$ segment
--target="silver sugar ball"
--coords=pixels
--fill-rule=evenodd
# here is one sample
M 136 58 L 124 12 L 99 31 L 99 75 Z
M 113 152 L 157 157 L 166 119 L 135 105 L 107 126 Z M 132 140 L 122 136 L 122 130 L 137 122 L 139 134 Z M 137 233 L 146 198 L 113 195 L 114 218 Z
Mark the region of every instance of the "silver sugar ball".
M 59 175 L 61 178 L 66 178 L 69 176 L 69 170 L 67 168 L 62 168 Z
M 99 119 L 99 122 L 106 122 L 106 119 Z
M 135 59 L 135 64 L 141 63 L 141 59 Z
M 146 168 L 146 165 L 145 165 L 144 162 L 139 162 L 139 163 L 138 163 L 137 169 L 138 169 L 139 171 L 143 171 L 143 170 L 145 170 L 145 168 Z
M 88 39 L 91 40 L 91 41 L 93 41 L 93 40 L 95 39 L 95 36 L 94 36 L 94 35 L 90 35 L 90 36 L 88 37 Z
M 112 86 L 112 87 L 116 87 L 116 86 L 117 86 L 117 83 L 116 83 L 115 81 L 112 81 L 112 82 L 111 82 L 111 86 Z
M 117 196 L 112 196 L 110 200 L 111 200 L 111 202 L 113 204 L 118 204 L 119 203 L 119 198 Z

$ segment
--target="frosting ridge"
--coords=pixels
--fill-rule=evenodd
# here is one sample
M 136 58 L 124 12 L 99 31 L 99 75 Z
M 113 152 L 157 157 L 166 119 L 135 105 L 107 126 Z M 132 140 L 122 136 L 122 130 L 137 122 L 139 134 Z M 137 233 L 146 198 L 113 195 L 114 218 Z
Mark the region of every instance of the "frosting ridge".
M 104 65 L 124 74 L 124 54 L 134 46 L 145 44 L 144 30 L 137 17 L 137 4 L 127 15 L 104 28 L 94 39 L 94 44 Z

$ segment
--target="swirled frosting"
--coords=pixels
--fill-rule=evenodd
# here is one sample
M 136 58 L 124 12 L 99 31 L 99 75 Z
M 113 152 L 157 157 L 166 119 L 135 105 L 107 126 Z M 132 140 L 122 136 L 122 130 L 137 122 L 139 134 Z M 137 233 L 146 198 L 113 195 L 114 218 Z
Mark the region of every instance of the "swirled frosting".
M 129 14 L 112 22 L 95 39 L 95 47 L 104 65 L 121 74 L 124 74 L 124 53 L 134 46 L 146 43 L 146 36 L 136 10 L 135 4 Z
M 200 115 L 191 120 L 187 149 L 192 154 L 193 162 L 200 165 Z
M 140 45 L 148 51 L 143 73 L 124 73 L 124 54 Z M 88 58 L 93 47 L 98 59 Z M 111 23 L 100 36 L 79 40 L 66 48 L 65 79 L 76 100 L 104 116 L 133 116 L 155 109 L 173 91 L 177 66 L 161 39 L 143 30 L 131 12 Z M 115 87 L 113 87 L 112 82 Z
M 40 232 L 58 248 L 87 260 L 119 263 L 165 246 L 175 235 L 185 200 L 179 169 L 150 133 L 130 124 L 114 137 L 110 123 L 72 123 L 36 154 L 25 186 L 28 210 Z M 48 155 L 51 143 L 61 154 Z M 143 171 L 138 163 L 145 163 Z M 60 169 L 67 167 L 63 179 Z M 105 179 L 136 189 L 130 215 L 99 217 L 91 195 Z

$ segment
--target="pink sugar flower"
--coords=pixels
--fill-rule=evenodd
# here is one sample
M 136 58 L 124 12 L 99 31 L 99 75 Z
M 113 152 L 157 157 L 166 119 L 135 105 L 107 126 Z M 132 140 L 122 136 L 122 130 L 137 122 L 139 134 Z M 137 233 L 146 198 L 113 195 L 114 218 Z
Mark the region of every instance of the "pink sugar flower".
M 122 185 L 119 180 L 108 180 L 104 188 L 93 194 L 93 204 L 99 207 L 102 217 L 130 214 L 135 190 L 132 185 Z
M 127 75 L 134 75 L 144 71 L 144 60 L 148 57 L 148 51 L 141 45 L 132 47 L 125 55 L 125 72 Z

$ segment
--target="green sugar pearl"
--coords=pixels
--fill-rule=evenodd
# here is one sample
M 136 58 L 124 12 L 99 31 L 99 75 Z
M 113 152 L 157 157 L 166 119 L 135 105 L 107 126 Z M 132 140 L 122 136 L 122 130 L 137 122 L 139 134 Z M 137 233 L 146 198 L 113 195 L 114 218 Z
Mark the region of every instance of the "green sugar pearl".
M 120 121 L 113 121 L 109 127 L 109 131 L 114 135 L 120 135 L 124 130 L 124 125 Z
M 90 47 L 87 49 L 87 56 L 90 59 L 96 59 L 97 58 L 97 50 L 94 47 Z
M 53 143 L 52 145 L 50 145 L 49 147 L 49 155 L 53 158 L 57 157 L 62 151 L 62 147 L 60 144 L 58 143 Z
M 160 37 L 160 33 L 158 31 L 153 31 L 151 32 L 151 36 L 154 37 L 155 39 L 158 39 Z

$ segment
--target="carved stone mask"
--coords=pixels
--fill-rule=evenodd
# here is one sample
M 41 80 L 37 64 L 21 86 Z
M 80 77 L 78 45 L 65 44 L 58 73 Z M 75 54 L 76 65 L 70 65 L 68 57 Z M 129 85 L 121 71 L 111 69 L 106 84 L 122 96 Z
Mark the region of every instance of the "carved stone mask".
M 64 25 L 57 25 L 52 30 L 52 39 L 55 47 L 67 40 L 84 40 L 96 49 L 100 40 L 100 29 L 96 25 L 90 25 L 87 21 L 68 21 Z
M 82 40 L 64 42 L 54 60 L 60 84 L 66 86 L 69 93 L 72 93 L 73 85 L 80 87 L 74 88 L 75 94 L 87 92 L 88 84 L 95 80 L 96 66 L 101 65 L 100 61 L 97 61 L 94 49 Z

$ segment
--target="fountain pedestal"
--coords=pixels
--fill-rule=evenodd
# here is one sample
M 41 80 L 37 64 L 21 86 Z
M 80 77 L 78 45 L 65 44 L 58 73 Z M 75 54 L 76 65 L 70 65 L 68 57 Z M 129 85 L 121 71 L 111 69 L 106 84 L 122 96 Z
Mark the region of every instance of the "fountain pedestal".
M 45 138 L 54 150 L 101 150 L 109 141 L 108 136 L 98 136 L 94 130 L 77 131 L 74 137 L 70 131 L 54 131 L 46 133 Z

--

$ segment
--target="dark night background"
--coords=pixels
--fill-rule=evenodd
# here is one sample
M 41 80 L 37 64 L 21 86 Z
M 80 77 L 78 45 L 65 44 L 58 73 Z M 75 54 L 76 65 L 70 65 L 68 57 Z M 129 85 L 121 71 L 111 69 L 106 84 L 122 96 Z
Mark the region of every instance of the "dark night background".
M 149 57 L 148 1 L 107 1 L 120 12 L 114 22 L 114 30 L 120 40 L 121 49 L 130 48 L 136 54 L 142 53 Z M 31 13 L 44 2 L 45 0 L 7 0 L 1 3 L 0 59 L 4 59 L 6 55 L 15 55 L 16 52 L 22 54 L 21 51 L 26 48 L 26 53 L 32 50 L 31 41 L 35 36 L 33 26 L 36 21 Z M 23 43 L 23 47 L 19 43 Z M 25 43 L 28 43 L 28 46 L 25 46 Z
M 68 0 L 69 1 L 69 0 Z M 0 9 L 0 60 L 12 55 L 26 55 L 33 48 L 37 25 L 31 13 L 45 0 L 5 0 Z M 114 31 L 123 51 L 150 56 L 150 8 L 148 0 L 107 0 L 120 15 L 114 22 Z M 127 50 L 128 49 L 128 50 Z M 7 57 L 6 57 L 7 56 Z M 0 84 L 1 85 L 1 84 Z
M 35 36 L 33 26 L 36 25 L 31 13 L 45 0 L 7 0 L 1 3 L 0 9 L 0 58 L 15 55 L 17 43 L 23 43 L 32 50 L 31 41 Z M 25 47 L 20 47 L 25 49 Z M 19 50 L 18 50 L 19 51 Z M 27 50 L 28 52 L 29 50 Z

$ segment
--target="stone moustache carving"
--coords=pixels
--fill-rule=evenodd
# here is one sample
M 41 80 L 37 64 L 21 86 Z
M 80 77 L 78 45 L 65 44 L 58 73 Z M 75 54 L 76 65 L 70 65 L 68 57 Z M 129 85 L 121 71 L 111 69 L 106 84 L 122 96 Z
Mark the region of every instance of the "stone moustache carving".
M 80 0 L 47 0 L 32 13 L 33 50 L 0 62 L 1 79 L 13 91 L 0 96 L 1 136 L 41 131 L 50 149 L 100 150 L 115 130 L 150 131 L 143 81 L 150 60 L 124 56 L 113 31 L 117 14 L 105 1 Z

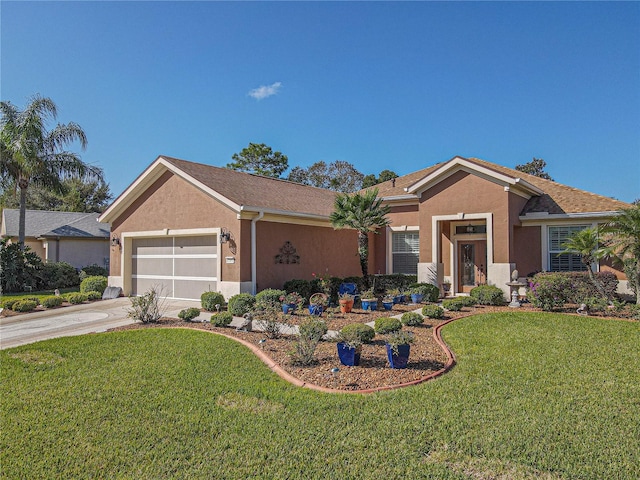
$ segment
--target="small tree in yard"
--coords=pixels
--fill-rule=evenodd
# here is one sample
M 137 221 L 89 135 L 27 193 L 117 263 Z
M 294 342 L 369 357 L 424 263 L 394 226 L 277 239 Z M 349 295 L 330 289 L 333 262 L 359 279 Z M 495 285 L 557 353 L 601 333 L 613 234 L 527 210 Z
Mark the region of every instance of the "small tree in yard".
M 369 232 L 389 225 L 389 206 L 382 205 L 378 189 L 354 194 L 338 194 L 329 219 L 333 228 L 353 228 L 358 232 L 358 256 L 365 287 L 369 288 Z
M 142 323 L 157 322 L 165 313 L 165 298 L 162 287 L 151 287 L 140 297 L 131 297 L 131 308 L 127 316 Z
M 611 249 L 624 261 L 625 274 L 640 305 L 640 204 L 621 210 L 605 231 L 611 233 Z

→ **Task details**
If a line in the records contains "target", report it.

→ **Worked solution**
--target="silver sugar ball"
--target="frosting ridge"
--target="swirled frosting"
--target="pink sugar flower"
--target="green sugar pearl"
--target="carved stone mask"
--target="fountain pedestal"
--target="dark night background"
--target="stone moustache carving"
--target="small tree in yard"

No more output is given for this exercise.